● The request: Reproduce the records that follow in full, excluding any picture they contain.
--- Start ---
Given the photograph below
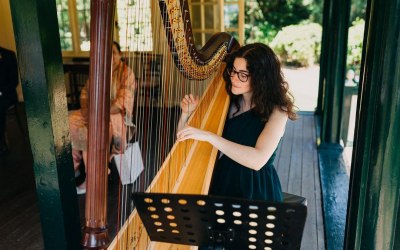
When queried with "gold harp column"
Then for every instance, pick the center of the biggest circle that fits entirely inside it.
(95, 234)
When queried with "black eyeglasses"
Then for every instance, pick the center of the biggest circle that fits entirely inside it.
(243, 77)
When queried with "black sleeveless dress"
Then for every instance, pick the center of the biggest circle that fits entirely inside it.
(234, 180)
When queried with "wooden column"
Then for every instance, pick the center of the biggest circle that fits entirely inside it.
(95, 233)
(334, 66)
(40, 65)
(373, 212)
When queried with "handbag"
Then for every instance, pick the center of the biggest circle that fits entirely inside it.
(129, 164)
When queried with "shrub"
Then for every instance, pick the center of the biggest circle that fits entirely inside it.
(298, 45)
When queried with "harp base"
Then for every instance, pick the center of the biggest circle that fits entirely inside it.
(95, 238)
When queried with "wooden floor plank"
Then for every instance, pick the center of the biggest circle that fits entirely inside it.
(283, 162)
(310, 236)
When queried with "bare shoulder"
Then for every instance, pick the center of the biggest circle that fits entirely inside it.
(277, 122)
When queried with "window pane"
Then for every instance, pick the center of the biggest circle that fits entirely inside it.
(83, 13)
(196, 17)
(134, 23)
(231, 13)
(209, 16)
(197, 39)
(64, 25)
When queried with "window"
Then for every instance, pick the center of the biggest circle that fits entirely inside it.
(205, 19)
(208, 18)
(132, 31)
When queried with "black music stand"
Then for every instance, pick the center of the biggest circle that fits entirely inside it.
(214, 222)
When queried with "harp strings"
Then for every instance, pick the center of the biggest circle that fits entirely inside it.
(159, 89)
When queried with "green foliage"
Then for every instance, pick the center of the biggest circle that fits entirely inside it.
(280, 13)
(298, 45)
(264, 18)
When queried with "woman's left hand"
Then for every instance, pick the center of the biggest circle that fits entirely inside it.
(193, 133)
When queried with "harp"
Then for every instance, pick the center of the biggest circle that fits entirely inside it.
(188, 166)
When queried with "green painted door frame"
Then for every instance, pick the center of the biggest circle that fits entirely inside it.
(333, 67)
(40, 64)
(373, 219)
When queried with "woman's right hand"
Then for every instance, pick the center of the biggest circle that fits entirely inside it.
(189, 104)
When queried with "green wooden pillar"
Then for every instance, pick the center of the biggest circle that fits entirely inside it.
(334, 66)
(324, 55)
(373, 212)
(40, 63)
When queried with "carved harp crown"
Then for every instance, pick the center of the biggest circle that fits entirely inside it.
(188, 166)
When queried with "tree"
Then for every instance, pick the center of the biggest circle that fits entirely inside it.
(264, 18)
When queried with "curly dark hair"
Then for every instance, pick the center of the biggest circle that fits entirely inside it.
(270, 90)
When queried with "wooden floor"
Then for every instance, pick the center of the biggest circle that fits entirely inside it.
(20, 227)
(297, 167)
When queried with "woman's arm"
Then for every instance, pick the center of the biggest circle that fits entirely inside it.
(251, 157)
(125, 94)
(188, 105)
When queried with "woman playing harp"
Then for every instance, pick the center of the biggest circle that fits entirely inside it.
(260, 107)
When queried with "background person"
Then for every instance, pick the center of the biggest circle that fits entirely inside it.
(122, 89)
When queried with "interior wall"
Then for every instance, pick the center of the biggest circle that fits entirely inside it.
(7, 39)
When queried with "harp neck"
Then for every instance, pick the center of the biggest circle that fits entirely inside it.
(194, 64)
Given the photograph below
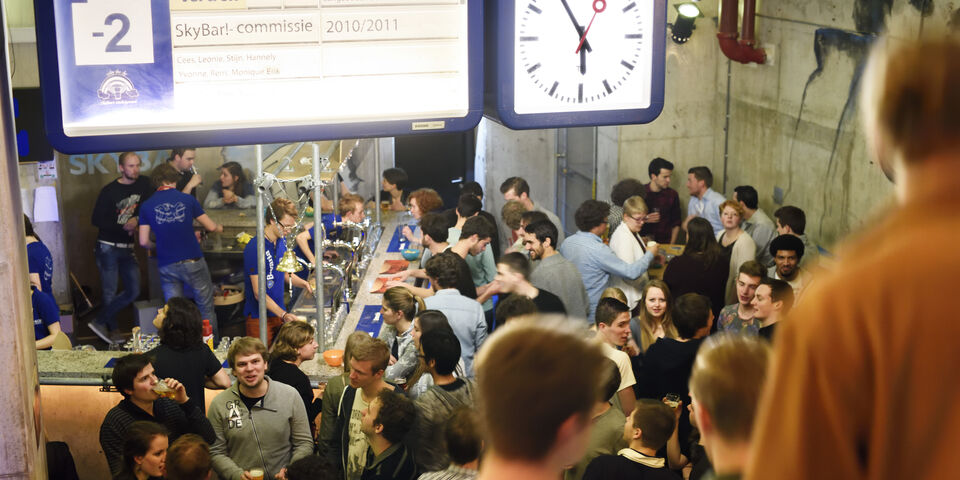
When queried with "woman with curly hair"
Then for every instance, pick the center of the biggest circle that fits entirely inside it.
(654, 320)
(182, 355)
(421, 201)
(144, 451)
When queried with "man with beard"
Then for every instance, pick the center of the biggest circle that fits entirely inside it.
(348, 451)
(260, 424)
(116, 216)
(787, 251)
(552, 272)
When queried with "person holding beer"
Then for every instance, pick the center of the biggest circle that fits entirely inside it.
--- End ---
● Reply to the exercise:
Given the photograph below
When queried with "gold harp column"
Then for every instance, pick the center of the biggest circle that fits entirely inside it.
(95, 234)
When queried with "black eyeglasses"
Then for every instance, pick the center of the biggest circle that fits entirely inside it.
(243, 77)
When queried with "black sleeveless dress"
Then for every instance, pick the center of the biggest circle that fits entirely inside it.
(234, 180)
When queried with "wooden column"
Then for every instance, pick the center of the biggest circle that fits entirely inside it.
(95, 233)
(334, 66)
(40, 65)
(373, 212)
When queried with "handbag"
Then for every instance, pick the center of the biggest circle that fits entirely inside it.
(129, 164)
When queried with "shrub"
Then for every instance, pick the center of the biggest circle that fits entirely inside it.
(298, 45)
When queried with "harp base"
Then for every instance, pick the center of the biggest circle that fits entirely inside it.
(95, 238)
When queried with "wooden floor plank"
Then for every instance, pick the center of the biggest circle that fits entirely inside it.
(283, 162)
(310, 236)
When queried with "bare shoulder"
Then for every instance, pick the center of the biggest circle that fits entirely inside it.
(277, 122)
When queried with "window pane"
Then for every instance, pick the center of the biggest circle that fits entirely inside it.
(83, 13)
(196, 17)
(134, 23)
(231, 13)
(209, 16)
(197, 39)
(64, 25)
When queried with "window"
Then for every instance, pick the center of the biggest circle that fits entirely inside it.
(205, 19)
(208, 18)
(132, 31)
When queried with "black music stand"
Then for every instance, pick the center of the biggest circle that fits entirely inside it.
(214, 222)
When queried with "harp strings"
Then for every instance, pick the center of the biggest circle that fits entirely inside it.
(159, 89)
When queried with "green foliage"
Then for every instance, pick the center of the biggest circle that fits entirely inside it.
(280, 13)
(298, 45)
(264, 18)
When queried with "woman's left hand"
Then for every instance, pick the center of the biggest circle that fits entirely inside it.
(193, 133)
When queried with "harp"
Then for every instance, pick the center of the biggest circle that fits entirely inside it.
(188, 166)
When queried with "green painted door frame"
Then for every instance, pick the center of the biggest circle that fits entirely inside it.
(333, 67)
(40, 64)
(373, 219)
When queried with "woman's right hand"
Then for every instance, pick the center of the biggest circle that fits entirely inside it.
(189, 104)
When queried with "green wooden pillar"
Then for every instance, pick the center of the biggest circle that fits entirely inside it.
(334, 66)
(324, 55)
(373, 212)
(40, 63)
When queried with "carved harp crown"
Then for every instance, pick the center of the biggest circle that fits entirely inside it.
(188, 166)
When queried with "tree"
Then for every instance, pick the center of the biggest circle that fits entirely inside it.
(264, 18)
When queried with "curly dark hair"
Then for every instance, pick the center of the biggest circle that fits entirely inside it.
(270, 90)
When queried with "wooden floor"
Then for every instance, pick the center of the biggest circle that fits entirely inside it.
(20, 227)
(297, 167)
When queried with "woman's arm"
Then for every instance, pick the center of the biggest circle that fits entirely inside it.
(251, 157)
(125, 94)
(188, 105)
When queried with "woman playing harp"
Then for every instance, pick the center of the biggest circle that fits entirely inside it.
(260, 107)
When queried with "background person"
Then for every instance, pick the center of the biggest circle that fits entirely inside it.
(122, 89)
When queried with "interior wall"
Then for every instance, pick the center of the biggest circle that fits entirely inside it.
(7, 39)
When queried with "harp neck"
Then for every instance, pick the center of the biggest circle that fits entirely inside it.
(194, 64)
Given the photograph below
When queried with "woman with curly hair"
Then for every instance, pick the center of the biggest circle that fits entirely inside it.
(654, 320)
(182, 355)
(421, 201)
(144, 451)
When queried with "man with beard"
Then for every instance, pick the center of the biggest circle that fits entirely inside it.
(348, 451)
(260, 424)
(116, 216)
(787, 251)
(552, 272)
When queried with "person holding beer"
Then for every instance, pick the center of the biggest circle that fits entirely inside it.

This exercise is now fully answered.